Requirement:
Emit only the lines from the line containing "of the zipper" through the last line of the entries, unchanged.

Extracted records
★ ★ ★ ★

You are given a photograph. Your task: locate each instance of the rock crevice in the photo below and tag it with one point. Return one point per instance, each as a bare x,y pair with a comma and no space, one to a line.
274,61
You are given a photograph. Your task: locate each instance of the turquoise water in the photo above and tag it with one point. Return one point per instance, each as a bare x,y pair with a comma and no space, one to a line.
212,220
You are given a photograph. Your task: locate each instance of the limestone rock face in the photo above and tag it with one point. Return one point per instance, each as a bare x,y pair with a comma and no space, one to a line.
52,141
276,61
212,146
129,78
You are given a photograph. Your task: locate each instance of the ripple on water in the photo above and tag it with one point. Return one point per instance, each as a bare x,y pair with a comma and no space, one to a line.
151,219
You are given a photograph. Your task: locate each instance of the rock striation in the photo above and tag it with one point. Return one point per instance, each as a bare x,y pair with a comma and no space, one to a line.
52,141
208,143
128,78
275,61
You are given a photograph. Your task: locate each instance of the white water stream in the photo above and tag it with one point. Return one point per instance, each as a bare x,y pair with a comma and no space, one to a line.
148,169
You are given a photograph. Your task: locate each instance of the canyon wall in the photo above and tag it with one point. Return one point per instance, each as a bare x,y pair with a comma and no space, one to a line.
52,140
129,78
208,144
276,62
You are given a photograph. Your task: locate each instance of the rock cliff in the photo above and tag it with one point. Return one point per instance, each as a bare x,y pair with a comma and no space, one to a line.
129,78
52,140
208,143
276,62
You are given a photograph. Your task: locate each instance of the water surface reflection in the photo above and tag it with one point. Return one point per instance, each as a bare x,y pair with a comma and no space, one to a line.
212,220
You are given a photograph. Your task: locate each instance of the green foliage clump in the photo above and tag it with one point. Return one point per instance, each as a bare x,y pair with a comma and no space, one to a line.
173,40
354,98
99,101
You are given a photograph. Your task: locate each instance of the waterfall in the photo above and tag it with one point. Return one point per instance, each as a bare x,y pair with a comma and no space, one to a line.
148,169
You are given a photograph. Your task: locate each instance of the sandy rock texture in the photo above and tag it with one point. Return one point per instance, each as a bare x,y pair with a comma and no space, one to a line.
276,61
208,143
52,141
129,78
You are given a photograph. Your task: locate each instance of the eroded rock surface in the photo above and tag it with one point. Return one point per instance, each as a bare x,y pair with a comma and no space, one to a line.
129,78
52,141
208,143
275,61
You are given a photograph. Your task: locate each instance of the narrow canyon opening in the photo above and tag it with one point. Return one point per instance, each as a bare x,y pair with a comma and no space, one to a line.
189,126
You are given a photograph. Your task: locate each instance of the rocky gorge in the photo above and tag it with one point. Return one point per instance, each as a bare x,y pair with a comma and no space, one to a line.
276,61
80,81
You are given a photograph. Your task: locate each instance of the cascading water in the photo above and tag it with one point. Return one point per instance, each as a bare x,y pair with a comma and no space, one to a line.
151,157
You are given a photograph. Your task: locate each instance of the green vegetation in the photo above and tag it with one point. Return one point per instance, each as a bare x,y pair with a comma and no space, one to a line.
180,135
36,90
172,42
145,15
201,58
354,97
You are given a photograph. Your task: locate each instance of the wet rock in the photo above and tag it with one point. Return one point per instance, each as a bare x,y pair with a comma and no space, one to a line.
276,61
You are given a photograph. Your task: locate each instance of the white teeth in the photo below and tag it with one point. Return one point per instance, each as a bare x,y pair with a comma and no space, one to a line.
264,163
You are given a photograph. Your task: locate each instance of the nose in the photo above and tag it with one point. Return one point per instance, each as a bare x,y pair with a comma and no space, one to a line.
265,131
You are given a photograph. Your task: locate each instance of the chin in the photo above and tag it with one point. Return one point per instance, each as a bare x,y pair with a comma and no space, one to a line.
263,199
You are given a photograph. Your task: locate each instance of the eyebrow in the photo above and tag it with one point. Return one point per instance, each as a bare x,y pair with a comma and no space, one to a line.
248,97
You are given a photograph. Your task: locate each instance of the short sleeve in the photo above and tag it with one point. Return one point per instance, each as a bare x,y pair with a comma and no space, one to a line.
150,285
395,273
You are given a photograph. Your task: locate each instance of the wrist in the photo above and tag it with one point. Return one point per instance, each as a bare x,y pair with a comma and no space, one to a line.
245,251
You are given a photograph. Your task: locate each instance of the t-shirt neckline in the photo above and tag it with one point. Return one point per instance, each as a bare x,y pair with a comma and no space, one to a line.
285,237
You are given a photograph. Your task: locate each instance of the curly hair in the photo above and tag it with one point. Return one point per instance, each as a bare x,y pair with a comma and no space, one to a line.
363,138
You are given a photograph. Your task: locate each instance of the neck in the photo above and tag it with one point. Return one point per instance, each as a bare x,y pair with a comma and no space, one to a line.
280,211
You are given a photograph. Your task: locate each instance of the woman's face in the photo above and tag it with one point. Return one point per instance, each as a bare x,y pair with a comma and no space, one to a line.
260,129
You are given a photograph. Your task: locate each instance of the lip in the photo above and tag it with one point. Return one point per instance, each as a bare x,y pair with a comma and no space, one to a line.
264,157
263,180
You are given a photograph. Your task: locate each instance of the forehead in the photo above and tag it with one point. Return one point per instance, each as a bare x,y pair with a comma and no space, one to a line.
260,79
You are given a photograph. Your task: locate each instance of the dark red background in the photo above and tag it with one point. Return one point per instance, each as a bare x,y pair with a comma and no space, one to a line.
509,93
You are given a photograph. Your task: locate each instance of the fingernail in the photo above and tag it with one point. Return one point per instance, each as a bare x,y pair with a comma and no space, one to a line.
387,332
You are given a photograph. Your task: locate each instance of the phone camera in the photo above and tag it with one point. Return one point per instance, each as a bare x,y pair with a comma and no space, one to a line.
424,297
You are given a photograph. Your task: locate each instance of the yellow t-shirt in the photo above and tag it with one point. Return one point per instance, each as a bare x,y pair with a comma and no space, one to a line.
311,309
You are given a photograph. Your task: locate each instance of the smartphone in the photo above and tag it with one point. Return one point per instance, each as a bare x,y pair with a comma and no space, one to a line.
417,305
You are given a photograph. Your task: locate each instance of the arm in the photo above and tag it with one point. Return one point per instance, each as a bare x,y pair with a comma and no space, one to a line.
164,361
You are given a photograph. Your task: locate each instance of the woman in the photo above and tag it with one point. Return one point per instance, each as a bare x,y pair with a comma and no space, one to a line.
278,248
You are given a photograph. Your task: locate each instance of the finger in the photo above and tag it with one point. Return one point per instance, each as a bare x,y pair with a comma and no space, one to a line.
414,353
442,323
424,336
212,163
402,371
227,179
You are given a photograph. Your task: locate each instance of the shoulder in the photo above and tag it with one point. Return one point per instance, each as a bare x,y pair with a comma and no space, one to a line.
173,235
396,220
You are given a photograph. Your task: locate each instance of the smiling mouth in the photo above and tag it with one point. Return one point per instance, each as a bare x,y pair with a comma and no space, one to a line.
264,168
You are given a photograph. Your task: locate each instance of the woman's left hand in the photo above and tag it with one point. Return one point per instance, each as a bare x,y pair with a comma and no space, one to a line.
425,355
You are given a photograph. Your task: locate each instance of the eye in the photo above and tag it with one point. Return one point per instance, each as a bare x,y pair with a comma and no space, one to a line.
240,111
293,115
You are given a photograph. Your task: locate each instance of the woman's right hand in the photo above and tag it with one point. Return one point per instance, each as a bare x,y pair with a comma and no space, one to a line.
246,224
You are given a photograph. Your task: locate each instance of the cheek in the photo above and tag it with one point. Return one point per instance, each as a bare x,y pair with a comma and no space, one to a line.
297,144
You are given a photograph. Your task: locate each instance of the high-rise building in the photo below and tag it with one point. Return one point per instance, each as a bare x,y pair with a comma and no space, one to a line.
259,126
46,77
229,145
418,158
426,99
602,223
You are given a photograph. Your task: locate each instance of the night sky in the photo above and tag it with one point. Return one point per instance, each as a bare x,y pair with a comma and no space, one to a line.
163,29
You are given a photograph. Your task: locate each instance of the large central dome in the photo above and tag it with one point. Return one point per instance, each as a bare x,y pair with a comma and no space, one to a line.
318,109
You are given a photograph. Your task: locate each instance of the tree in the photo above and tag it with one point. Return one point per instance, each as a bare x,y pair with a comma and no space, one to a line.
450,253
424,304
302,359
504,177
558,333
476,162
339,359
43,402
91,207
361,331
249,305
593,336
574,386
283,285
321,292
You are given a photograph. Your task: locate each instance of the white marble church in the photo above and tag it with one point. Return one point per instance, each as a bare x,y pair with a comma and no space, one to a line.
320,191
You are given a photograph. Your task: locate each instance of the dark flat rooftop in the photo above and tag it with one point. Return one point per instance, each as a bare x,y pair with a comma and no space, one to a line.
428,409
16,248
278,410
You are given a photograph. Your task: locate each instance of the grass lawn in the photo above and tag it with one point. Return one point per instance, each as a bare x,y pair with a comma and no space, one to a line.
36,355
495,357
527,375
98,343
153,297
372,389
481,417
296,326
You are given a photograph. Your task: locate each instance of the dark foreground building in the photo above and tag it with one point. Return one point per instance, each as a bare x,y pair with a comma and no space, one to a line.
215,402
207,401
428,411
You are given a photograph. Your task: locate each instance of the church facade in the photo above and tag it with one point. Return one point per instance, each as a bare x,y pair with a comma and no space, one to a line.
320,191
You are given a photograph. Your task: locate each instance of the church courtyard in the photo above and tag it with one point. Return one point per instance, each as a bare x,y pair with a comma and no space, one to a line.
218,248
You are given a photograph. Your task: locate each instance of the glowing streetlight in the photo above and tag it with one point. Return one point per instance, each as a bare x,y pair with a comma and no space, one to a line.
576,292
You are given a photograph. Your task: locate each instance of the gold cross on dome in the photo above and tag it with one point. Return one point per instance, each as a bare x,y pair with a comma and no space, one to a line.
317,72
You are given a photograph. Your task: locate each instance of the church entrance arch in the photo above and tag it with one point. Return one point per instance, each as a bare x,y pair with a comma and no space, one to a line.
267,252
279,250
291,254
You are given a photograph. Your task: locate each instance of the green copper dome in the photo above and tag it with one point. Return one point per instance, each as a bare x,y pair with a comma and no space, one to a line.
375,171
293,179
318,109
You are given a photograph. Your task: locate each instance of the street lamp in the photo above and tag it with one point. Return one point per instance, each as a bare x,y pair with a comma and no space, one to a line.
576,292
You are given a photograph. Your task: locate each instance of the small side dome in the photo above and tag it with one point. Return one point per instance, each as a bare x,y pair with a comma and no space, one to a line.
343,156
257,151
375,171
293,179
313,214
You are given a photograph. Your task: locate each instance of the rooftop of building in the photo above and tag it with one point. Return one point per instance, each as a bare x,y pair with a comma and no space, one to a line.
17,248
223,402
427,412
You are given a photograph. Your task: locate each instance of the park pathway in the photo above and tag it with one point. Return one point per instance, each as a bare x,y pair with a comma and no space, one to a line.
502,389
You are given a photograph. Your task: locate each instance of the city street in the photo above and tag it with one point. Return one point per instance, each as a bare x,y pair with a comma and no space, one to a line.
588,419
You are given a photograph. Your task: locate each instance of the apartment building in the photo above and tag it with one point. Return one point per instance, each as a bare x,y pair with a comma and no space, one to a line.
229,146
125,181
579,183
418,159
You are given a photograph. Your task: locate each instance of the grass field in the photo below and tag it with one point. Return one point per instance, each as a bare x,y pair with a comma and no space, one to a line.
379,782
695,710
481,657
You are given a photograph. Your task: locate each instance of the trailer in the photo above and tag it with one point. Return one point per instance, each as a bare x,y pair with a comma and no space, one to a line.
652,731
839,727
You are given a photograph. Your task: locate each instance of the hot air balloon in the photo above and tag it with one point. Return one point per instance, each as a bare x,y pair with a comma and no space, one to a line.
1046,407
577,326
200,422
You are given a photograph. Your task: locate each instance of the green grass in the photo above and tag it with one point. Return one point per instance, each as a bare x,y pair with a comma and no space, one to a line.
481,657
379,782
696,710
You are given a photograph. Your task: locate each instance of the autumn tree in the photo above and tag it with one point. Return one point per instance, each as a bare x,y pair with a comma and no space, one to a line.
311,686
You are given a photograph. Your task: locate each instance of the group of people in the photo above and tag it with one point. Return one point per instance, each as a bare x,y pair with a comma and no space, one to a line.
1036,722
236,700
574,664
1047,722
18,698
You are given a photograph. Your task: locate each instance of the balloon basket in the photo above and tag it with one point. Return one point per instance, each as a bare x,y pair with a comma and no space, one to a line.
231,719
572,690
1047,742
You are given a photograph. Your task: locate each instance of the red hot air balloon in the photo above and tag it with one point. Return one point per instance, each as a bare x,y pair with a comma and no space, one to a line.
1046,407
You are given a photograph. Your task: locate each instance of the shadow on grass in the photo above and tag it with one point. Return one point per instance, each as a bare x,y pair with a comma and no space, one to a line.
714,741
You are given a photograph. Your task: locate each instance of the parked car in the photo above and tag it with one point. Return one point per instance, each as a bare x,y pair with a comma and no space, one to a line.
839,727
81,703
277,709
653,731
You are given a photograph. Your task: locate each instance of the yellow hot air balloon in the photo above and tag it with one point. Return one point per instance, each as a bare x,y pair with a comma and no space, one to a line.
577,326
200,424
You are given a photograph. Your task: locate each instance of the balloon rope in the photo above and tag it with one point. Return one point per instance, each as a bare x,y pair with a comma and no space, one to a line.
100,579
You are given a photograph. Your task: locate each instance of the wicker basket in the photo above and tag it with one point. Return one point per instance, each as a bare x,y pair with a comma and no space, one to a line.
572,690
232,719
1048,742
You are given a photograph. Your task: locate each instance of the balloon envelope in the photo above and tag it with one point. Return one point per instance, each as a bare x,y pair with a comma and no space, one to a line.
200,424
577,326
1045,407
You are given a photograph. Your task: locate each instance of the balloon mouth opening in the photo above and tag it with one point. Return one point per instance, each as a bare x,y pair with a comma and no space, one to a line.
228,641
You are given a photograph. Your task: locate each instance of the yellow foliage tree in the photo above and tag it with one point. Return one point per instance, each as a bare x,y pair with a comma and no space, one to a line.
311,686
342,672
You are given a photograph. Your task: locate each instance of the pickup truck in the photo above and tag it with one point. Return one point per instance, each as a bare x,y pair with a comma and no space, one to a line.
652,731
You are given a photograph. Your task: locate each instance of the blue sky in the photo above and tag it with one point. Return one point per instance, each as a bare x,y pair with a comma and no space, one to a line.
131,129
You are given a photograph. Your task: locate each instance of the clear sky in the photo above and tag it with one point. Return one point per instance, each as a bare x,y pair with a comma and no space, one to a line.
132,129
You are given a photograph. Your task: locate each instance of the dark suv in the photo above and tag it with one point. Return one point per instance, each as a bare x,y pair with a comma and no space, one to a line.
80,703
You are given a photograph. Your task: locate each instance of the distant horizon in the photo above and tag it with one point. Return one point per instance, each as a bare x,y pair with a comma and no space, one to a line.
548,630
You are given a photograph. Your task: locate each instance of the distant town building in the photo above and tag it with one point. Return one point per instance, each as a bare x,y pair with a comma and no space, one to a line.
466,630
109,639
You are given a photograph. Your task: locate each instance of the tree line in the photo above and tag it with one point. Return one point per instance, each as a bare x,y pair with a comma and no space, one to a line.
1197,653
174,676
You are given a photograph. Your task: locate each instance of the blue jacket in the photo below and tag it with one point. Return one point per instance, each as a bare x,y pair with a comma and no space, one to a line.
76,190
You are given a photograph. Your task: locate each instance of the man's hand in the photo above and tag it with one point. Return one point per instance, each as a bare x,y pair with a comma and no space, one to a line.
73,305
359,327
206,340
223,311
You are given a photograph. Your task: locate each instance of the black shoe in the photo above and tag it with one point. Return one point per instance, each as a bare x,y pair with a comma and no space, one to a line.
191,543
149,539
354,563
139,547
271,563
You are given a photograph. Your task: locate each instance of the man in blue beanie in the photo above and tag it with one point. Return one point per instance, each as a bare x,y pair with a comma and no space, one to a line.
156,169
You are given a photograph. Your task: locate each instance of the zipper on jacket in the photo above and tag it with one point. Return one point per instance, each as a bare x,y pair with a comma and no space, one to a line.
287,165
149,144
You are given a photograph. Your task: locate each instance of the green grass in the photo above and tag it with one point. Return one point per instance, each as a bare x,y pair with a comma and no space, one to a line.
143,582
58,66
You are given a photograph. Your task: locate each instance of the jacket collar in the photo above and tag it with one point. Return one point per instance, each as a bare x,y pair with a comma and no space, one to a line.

★ ★ ★ ★

Result of this exercise:
You are given a photograph. Your task: locate each instance of the zipper on jacket in the photo above and tag it with one point. Return one point per instance, each as a bare x,y pair with a comma and no space, one to a line.
287,165
149,144
You are given a photograph. Your task: locate each instance of the green grass in the photo above and tag it with one point. Return one point per instance, each as a bare x,y pair with a comma and no space, one to a line.
143,582
58,66
You are given a photograph. Your task: locate each instance of the jacket collar in the photo above and tag it with one point. Return one point per instance, each as a bare x,y pair with a comma and no space, one to a line.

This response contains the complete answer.